(DOCUMENT PASSAGE):
Wednesday, February 1, 2012

Why Social Contract arguments are almost always wrong.

Social contract arguments are incredibly painful to watch.  A debater is making a speech.  He wants to argue that some person has such-and-such a legal right.  Or maybe such-and-such an obligation.  But he can't for the life of him think of why.  Flash of brilliance:  There exists a mythical contract that no one has ever seen or signed, and its terms include exactly the moral stipulation that he's looking to prove.

This approach has its slightly more contorted variations.  Maybe the social contract was broken, so the person breaking that contract is going to lose certain legal/moral rights.  (Often only loosely connected to the clause 'broken' in the first place.)  Or maybe the speaker asserts that the social contract involved some 'trading' of rights, where some pre-civilised caveman gained certain social duties in return for a right not to be clubbed over the head.  All these variations are also terrible.

Few top-tier debaters, and virtually no professional political philosophers, would nowadays make or defend the social contract argument as it is used in debating today.  Here's why:  Social contract arguments are transparently false and intellectually dishonest, even though they are so commonplace in debating that most debaters don't question their basic premises.  Let's run through several interpretations of what a 'social contract' could mean, and see why they are all deeply problematic.

  1. There is a social contract: Citizens, by joining a society, consented to some set of common rules, so they are morally bound to obey them.
    1. This purported contract is entirely fictional.  It existed at no point in history.  Why should I be bound by a fictional contract cooked up by an over-imaginative political theorist?
    2. Most citizens do not choose their states.  Citizens are born into states (without their own consent), and from birth are bound by legal and social rules that they did not choose.

(Rows from a data collection)
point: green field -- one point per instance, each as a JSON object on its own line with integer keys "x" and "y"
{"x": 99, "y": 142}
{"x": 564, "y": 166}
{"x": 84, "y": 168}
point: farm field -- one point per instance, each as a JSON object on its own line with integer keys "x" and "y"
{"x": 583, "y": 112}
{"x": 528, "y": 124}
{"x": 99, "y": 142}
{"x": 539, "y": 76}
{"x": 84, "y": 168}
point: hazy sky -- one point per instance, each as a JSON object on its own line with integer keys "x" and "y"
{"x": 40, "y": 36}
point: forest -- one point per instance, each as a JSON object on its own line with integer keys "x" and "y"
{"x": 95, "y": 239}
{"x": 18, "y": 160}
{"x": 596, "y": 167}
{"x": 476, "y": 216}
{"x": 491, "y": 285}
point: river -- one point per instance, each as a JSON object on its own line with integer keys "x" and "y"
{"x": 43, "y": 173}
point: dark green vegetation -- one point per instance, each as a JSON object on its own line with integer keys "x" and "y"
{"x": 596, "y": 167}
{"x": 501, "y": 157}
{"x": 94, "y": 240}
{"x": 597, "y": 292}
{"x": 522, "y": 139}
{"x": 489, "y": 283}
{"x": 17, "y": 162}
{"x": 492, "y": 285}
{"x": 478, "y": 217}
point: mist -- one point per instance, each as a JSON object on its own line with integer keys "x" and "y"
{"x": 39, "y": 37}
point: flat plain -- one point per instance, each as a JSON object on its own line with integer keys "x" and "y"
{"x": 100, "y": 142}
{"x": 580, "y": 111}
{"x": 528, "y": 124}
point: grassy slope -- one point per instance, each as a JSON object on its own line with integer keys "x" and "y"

(TASK SET):
A. For each statement below, say whether it agrees with the post on social contract arguments, answering yes or no and quoting the words of the post that decide it.
(i) The post says most citizens choose the state they live in.
(ii) The post says the purported social contract existed at no point in history.
(iii) The post says social contract arguments are rarely used in debating.
B. According to the post on social contract arguments, which two groups would seldom or never make or defend the social contract argument as it is used in debating today?

(CORRECT ANSWERS):
A.
(i) No: "Most citizens do not choose their states."
(ii) Yes: "It existed at no point in history."
(iii) No: "they are so commonplace in debating that most debaters don't question their basic premises."

B. Few top-tier debaters and virtually no professional political philosophers would.